§ Study text
+-------+

Glycol Methacrylate Enzyme Histochemistry
Mice were perfused and eviscerated, as described above, substituting 2% paraformaldehyde/0.2% glutaraldehyde and 0.02% IGEPAL (Sigma)/0.01% sodium deoxycholate for paraformaldehyde and postfixing tissues for only 1 hr. Tissues were washed in three changes of PBS at 4C and placed in x-gluc solution [5 mM potassium ferricyanide, 5 mM potassium ferrocyanide, 2 mM MgCl₂, 0.02% NP40/0.01% sodium deoxycholate, and 1 mM x-gluc (Clontech; Palo Alto, CA) (from a 40 mg/ml stock prepared in DMSO) in PBS and pH adjusted to 5.2] and incubated at room temperature overnight on a low-speed shaker. The following day, the x-gluc-stained tissues were washed several times with PBS, then transferred to PBS/7% sucrose and placed on a rotator in a cold room for 6 hr. All subsequent steps were carried out on a rotator at 4C. Specimens were then removed and dehydrated in cold 70% ETOH for 4–5 hr, 95% ETOH overnight, and two changes of 100% ETOH each for 4 hr. Tissues were then infiltrated with GMA monomer per manufacturer's instructions overnight (Energy Beam Sciences; Agawam, MA). The following morning, GMA was replaced with two changes of 10:1 monomer to benzoyl peroxide-saturated 2-hydroxy ethanol, each for 4–5 hr. Tissues were then removed from the infiltration solution, oriented in 16 x 8-mm plastic embedding molds (Polysciences; Warrington, PA), and polymerized at approximately 0–1C overnight. The following day, plastic blocks were transferred to a vacuum dessicator to harden for several hours before sectioning. Blocks were cut at 2–4 µm on a Reichert-Jung JB-4 microtome with a Ralph knife. Sections were then placed on Superfrost/Plus microscope slides (Fisher Scientific; Pittsburgh, PA) and incubated on an 80C hotplate for 1–2 min to allow adequate attachment. Sections for brightfield microscopy were counterstained in 0.1% basic fuchsin for several seconds, washed in dH₂0, dehydrated, and mounted with Permount and Corning #1.3 glass coverslips (both from Fisher Scientific).

+-------+

§ What the task requires
Name every supplier company that the glycol methacrylate histochemistry text mentions, with its location where one is given.

§ Recorded data
+-------+

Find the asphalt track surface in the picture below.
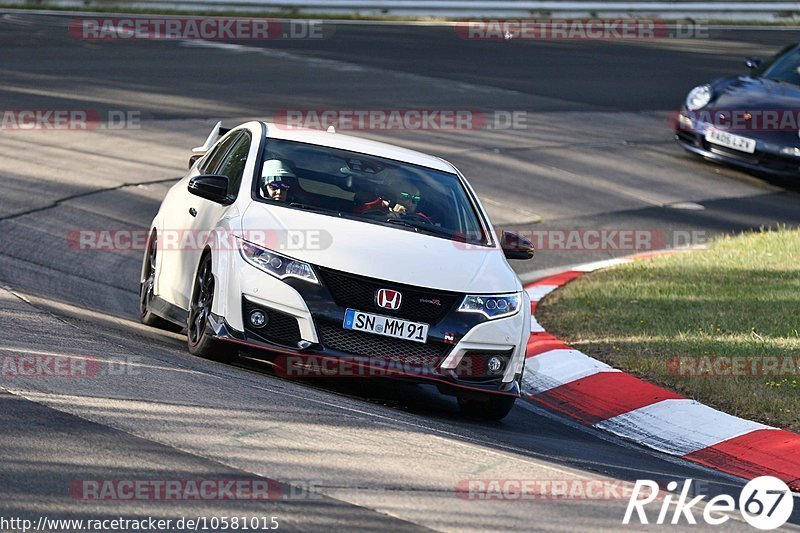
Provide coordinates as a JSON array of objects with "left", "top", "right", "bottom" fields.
[{"left": 0, "top": 13, "right": 800, "bottom": 531}]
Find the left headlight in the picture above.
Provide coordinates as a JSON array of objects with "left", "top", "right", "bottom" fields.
[
  {"left": 686, "top": 85, "right": 711, "bottom": 111},
  {"left": 458, "top": 293, "right": 520, "bottom": 320},
  {"left": 237, "top": 239, "right": 319, "bottom": 284}
]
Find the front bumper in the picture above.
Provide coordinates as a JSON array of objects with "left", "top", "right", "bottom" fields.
[
  {"left": 212, "top": 251, "right": 530, "bottom": 396},
  {"left": 675, "top": 126, "right": 800, "bottom": 178}
]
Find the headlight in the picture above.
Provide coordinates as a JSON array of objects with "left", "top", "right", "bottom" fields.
[
  {"left": 237, "top": 239, "right": 319, "bottom": 283},
  {"left": 458, "top": 293, "right": 520, "bottom": 320},
  {"left": 781, "top": 146, "right": 800, "bottom": 157},
  {"left": 686, "top": 85, "right": 711, "bottom": 111}
]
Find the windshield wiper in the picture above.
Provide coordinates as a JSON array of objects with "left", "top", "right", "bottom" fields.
[
  {"left": 289, "top": 202, "right": 341, "bottom": 214},
  {"left": 386, "top": 218, "right": 453, "bottom": 239}
]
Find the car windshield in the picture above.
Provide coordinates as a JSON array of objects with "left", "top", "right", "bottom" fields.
[
  {"left": 256, "top": 139, "right": 489, "bottom": 245},
  {"left": 758, "top": 46, "right": 800, "bottom": 85}
]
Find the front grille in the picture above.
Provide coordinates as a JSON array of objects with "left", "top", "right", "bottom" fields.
[
  {"left": 242, "top": 298, "right": 301, "bottom": 348},
  {"left": 317, "top": 321, "right": 452, "bottom": 368},
  {"left": 704, "top": 141, "right": 759, "bottom": 165},
  {"left": 455, "top": 349, "right": 514, "bottom": 381},
  {"left": 319, "top": 268, "right": 463, "bottom": 325}
]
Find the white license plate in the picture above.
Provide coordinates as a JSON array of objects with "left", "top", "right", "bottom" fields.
[
  {"left": 706, "top": 129, "right": 756, "bottom": 154},
  {"left": 342, "top": 309, "right": 428, "bottom": 343}
]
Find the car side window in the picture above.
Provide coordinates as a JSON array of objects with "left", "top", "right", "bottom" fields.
[
  {"left": 216, "top": 131, "right": 250, "bottom": 197},
  {"left": 198, "top": 133, "right": 239, "bottom": 174}
]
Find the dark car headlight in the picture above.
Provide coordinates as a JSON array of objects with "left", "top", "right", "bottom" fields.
[
  {"left": 458, "top": 292, "right": 521, "bottom": 320},
  {"left": 686, "top": 85, "right": 711, "bottom": 111},
  {"left": 237, "top": 239, "right": 319, "bottom": 284}
]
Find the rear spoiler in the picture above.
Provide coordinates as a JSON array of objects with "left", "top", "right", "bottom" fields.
[{"left": 192, "top": 120, "right": 231, "bottom": 155}]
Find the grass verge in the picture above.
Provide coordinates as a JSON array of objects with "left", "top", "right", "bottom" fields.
[{"left": 536, "top": 229, "right": 800, "bottom": 431}]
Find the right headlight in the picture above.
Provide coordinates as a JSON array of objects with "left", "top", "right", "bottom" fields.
[
  {"left": 686, "top": 85, "right": 711, "bottom": 111},
  {"left": 458, "top": 292, "right": 521, "bottom": 320},
  {"left": 237, "top": 238, "right": 319, "bottom": 284}
]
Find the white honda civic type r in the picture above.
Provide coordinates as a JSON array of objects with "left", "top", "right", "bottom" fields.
[{"left": 139, "top": 122, "right": 533, "bottom": 419}]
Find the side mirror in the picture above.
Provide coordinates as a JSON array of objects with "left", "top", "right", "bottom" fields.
[
  {"left": 744, "top": 57, "right": 761, "bottom": 70},
  {"left": 500, "top": 231, "right": 535, "bottom": 259},
  {"left": 189, "top": 174, "right": 233, "bottom": 205}
]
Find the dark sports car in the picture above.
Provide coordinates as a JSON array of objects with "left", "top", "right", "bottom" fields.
[{"left": 674, "top": 44, "right": 800, "bottom": 178}]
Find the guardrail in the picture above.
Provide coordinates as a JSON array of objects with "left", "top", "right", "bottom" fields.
[{"left": 3, "top": 0, "right": 800, "bottom": 21}]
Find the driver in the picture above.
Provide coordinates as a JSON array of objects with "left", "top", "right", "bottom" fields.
[
  {"left": 389, "top": 180, "right": 432, "bottom": 223},
  {"left": 261, "top": 159, "right": 297, "bottom": 202}
]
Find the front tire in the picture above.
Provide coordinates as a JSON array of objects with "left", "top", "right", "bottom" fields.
[
  {"left": 457, "top": 393, "right": 517, "bottom": 420},
  {"left": 186, "top": 253, "right": 238, "bottom": 363},
  {"left": 139, "top": 230, "right": 181, "bottom": 332}
]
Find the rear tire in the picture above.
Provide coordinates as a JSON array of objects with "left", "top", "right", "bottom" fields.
[
  {"left": 457, "top": 393, "right": 517, "bottom": 420},
  {"left": 139, "top": 230, "right": 181, "bottom": 332},
  {"left": 186, "top": 253, "right": 239, "bottom": 363}
]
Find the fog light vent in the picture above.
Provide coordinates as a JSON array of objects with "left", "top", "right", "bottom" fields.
[{"left": 248, "top": 309, "right": 268, "bottom": 329}]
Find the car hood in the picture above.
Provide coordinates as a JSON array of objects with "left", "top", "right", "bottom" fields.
[
  {"left": 709, "top": 76, "right": 800, "bottom": 111},
  {"left": 242, "top": 202, "right": 522, "bottom": 294},
  {"left": 695, "top": 76, "right": 800, "bottom": 146}
]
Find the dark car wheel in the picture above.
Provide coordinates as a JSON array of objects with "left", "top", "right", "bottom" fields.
[
  {"left": 139, "top": 231, "right": 181, "bottom": 331},
  {"left": 186, "top": 254, "right": 238, "bottom": 363}
]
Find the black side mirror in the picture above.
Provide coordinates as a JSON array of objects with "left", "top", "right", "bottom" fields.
[
  {"left": 744, "top": 57, "right": 761, "bottom": 70},
  {"left": 189, "top": 174, "right": 233, "bottom": 205},
  {"left": 500, "top": 231, "right": 535, "bottom": 259}
]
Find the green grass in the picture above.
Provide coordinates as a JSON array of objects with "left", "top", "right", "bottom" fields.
[{"left": 536, "top": 229, "right": 800, "bottom": 431}]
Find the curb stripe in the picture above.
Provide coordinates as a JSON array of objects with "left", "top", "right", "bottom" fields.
[
  {"left": 528, "top": 270, "right": 584, "bottom": 288},
  {"left": 522, "top": 252, "right": 800, "bottom": 492},
  {"left": 572, "top": 257, "right": 633, "bottom": 273},
  {"left": 525, "top": 285, "right": 559, "bottom": 302},
  {"left": 686, "top": 429, "right": 800, "bottom": 490},
  {"left": 522, "top": 350, "right": 619, "bottom": 395},
  {"left": 531, "top": 315, "right": 544, "bottom": 333},
  {"left": 536, "top": 372, "right": 683, "bottom": 424},
  {"left": 595, "top": 398, "right": 769, "bottom": 455}
]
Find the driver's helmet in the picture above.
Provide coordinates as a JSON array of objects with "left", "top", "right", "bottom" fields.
[{"left": 261, "top": 159, "right": 297, "bottom": 196}]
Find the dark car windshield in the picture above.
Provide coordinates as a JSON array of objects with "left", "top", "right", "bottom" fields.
[
  {"left": 757, "top": 45, "right": 800, "bottom": 85},
  {"left": 255, "top": 139, "right": 489, "bottom": 245}
]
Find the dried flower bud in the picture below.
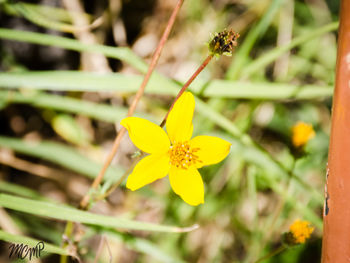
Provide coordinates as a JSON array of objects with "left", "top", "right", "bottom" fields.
[{"left": 209, "top": 29, "right": 239, "bottom": 56}]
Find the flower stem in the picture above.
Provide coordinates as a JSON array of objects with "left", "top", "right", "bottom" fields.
[
  {"left": 160, "top": 54, "right": 213, "bottom": 127},
  {"left": 255, "top": 245, "right": 286, "bottom": 263},
  {"left": 80, "top": 0, "right": 184, "bottom": 209}
]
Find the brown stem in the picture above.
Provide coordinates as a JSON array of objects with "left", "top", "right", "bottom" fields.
[
  {"left": 80, "top": 0, "right": 184, "bottom": 209},
  {"left": 160, "top": 54, "right": 213, "bottom": 127},
  {"left": 322, "top": 0, "right": 350, "bottom": 263}
]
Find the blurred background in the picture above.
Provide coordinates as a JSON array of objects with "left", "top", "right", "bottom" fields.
[{"left": 0, "top": 0, "right": 340, "bottom": 263}]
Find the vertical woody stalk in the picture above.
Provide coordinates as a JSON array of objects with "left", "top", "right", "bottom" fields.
[
  {"left": 80, "top": 0, "right": 184, "bottom": 209},
  {"left": 322, "top": 0, "right": 350, "bottom": 263}
]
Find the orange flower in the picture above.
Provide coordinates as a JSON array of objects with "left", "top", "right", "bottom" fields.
[
  {"left": 292, "top": 121, "right": 316, "bottom": 147},
  {"left": 289, "top": 219, "right": 315, "bottom": 244}
]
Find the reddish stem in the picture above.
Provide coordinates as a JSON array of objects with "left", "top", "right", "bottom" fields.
[
  {"left": 80, "top": 0, "right": 184, "bottom": 209},
  {"left": 160, "top": 54, "right": 213, "bottom": 127},
  {"left": 322, "top": 0, "right": 350, "bottom": 263}
]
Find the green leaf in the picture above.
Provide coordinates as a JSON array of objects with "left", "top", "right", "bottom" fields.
[
  {"left": 242, "top": 22, "right": 339, "bottom": 78},
  {"left": 0, "top": 28, "right": 147, "bottom": 73},
  {"left": 51, "top": 114, "right": 91, "bottom": 146},
  {"left": 0, "top": 136, "right": 124, "bottom": 181},
  {"left": 0, "top": 194, "right": 195, "bottom": 232},
  {"left": 0, "top": 71, "right": 333, "bottom": 100}
]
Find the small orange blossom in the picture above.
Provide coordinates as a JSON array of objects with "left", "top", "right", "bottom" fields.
[
  {"left": 289, "top": 219, "right": 314, "bottom": 244},
  {"left": 292, "top": 121, "right": 315, "bottom": 147}
]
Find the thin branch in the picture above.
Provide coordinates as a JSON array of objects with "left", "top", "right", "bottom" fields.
[
  {"left": 160, "top": 54, "right": 213, "bottom": 127},
  {"left": 80, "top": 0, "right": 184, "bottom": 209}
]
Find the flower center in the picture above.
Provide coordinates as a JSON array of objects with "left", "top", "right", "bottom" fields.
[{"left": 168, "top": 142, "right": 202, "bottom": 169}]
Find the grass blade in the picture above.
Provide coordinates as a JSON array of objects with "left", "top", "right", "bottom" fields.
[
  {"left": 0, "top": 230, "right": 71, "bottom": 256},
  {"left": 0, "top": 194, "right": 197, "bottom": 232},
  {"left": 0, "top": 136, "right": 123, "bottom": 180}
]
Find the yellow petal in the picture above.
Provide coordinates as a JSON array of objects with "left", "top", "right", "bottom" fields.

+-------+

§ Exercise output
- Sigma
- Clontech (Palo Alto, CA)
- Energy Beam Sciences (Agawam, MA)
- Polysciences (Warrington, PA)
- Fisher Scientific (Pittsburgh, PA)